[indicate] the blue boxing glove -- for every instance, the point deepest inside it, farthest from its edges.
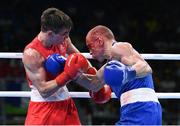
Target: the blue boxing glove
(116, 73)
(54, 64)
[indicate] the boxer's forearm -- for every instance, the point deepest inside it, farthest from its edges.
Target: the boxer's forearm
(142, 69)
(90, 82)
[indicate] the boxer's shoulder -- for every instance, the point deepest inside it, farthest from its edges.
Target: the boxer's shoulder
(32, 58)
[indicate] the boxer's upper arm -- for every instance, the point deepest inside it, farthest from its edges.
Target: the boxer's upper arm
(100, 73)
(33, 64)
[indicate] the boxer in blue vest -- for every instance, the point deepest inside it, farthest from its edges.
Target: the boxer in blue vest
(128, 75)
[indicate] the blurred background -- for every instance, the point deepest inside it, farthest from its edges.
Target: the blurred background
(151, 26)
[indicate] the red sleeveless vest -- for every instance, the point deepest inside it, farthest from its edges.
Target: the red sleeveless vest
(45, 52)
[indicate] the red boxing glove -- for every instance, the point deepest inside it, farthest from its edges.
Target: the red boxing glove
(75, 62)
(104, 94)
(92, 70)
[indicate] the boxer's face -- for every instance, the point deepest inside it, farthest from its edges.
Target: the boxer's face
(59, 38)
(96, 48)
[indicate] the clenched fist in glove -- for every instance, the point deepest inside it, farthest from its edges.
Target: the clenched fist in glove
(116, 73)
(75, 63)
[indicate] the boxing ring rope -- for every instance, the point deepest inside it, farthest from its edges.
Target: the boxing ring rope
(18, 55)
(82, 94)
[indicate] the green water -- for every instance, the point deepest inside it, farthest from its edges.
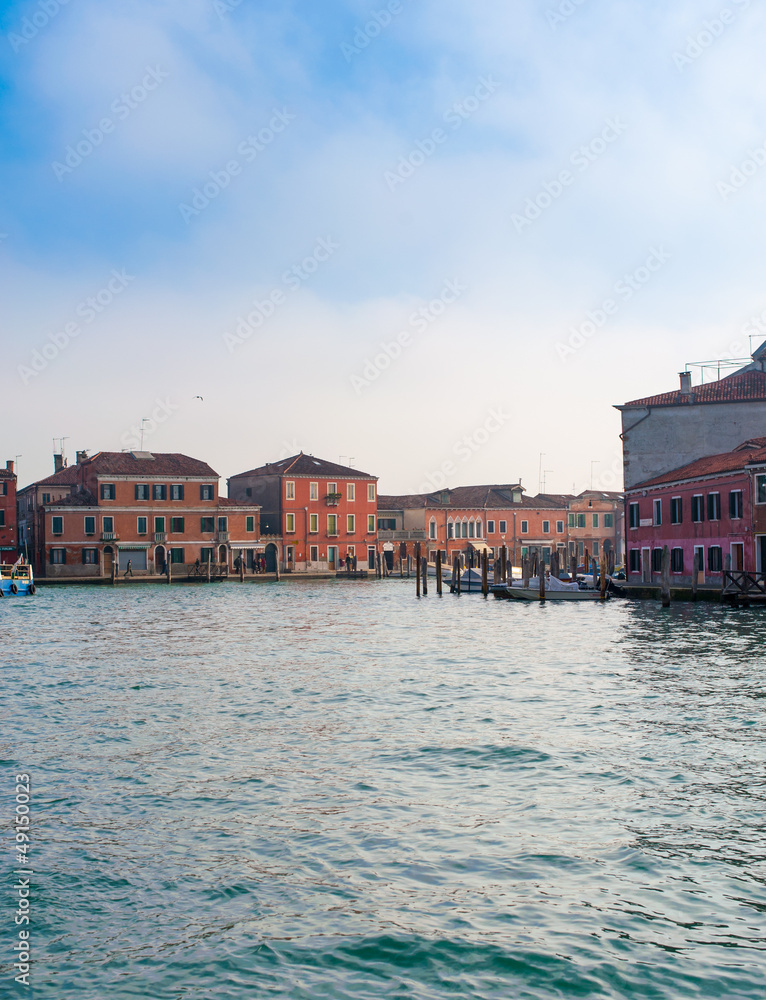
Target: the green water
(336, 791)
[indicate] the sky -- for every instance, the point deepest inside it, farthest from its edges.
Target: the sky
(435, 240)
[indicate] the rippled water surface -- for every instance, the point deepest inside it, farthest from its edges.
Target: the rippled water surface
(333, 790)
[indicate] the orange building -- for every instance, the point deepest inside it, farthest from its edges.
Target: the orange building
(8, 531)
(325, 513)
(470, 519)
(146, 510)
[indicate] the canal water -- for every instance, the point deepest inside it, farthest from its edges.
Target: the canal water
(333, 790)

───

→ Challenge: Copy out every one of the entries above word for word. Omit the pictures from your copy.

→ Correct response:
[indicate] the blue boxing glove -- for every instance, the point deepest inside it, farthest from its edges.
Target: the blue boxing glove
(116, 73)
(54, 64)
[indicate] the boxer's forearm -- for every instance, the point deepest inside it, farthest from its edges.
Target: the boxer's forearm
(142, 69)
(90, 82)
[indicate] the boxer's shoulder -- for every instance, the point deepest inside it, farthest from its edges.
Target: the boxer's shoulder
(32, 58)
[indicate] the boxer's upper arm -- for every instance, the point deepest inside it, farthest from its edges.
Target: the boxer's upper arm
(100, 73)
(33, 64)
[indicate] the boxer in blue vest -- for every instance, the point deepest inside it, farthest from its edges.
Target: the boxer in blue vest
(128, 75)
[indicate] the blurred background -- for every instance, the point deepest inside it, farthest from its edges.
Target: the blurred background
(151, 26)
[indicate] the red sleeveless vest -- for every instance, the point deepest inside it, farthest from its edges.
Target: the red sleeveless vest
(45, 52)
[indicate] the red boxing glove -- for every instance, the point deepest inside it, farthest from its edges.
Target: the red boxing glove
(75, 62)
(104, 94)
(92, 70)
[indicate] the boxer's face -- for every instance, the point deepest inside it, farthest from its edges.
Target: the boxer's face
(59, 38)
(96, 48)
[indicate] the clenched fist in glove -- for every instance, the point deepest inside it, farthest from its edges.
Target: the clenched fist in glove
(116, 73)
(75, 63)
[indicate] the boxing ring rope -- for every instance, the point deepest inside it, farthest from its edges.
Target: the boxing ring rope
(18, 55)
(82, 94)
[indicate] the green water -- for every instance, the point deepest inside it, farthest from its edges.
Target: the green water
(336, 791)
[indicate] the sky -- for every instance, the point deepest inside it, farthest from its edges.
Target: the sky
(435, 240)
[indicate] the rippled water surface -- for every instance, the point deepest inside it, farthest from its edges.
Target: the rippled water surface
(333, 790)
[indicate] the orange building -- for every instance, the point deepest inside it, farthest from its edges.
Target: the orange building
(8, 531)
(325, 513)
(470, 519)
(146, 510)
[indicate] the canal water -- for every instance, the point deepest inside it, farthest from its edges.
Target: the canal water
(333, 790)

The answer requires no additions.